▶ _本文_

######

ガマ(童謡の誤りを正す)
そこに因幡の白兎 皮を剥かれて丸裸
大黒様は哀れがり 綺麗な水で身を洗い
ガマの穂綿に包まれと よくよく教えてやりました
かねがね、薄汚いガマの穂綿を見るにつけ、こんなものに包まって、果たして白兎の傷は癒えたのだろうかと疑問に思っていたが、やはり童謡の方が間違っているらしい。
梅雨に入る頃に、ガマは花を咲かせるが、ロケット花火のような花穂は2段構造になっていて、下段のフランクフルターのような形をしたのが雌花で、上段が雄花である。 花は進化の結果、風媒花としては究極の姿をしていて、雄花はおしべだけ、雌花はめしべ以外花としての付属物は一切ない。そして雄花からは驚くほど大量の花粉が空中に散布される。
古代人は花粉(漢方では「蒲黄」と言う)に抜群の止血効果があること知っていて、外傷の治療に重用していたので、それが大国主伝説と結びついて童謡に読み込まれたらしい。「ガマの花粉に包まれて・・・」では歌にならないので、「ガマの穂綿に包まれて・・・」と読み替えたものだろうか。
なお、穂綿は庶民の布団綿の代用になったり、火打石の火口になったりするが、薬効はないという。
蛇足ながら、啖呵売の香具師の口上で名高い「ガマの油」は、本来は、ガマの花粉を油で練ったものだが、薬効をより誇大に宣伝するため、語呂合わせでガマを蝦蟇と読み替え、「筑波山麓に棲む四六の蝦蟇が分泌する脂汗を煮詰めた・・・」などと、怪奇趣味を盛り込んだオドロオドロしい口上に仕立てて、面白おかしく囃し立てたものらしい。

######

▶ _データ欄_
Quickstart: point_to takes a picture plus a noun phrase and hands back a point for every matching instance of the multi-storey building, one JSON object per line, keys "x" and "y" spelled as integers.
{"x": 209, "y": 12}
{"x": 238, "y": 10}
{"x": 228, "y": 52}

######

▶ _指示_
A. ガマについての本文から、「梅雨に入る頃に、ガマは花を咲」から「量の花粉が空中に散布される。」までの部分を一字一句たがえずに書き写してください。
B. ガマについての本文によると、ガマの花粉は漢方で何と呼ばれていますか。

▶ _解答_
A.
梅雨に入る頃に、ガマは花を咲かせるが、ロケット花火のような花穂は2段構造になっていて、下段のフランクフルターのような形をしたのが雌花で、上段が雄花である。 花は進化の結果、風媒花としては究極の姿をしていて、雄花はおしべだけ、雌花はめしべ以外花としての付属物は一切ない。そして雄花からは驚くほど大量の花粉が空中に散布される。

B. 「蒲黄」と呼ばれています。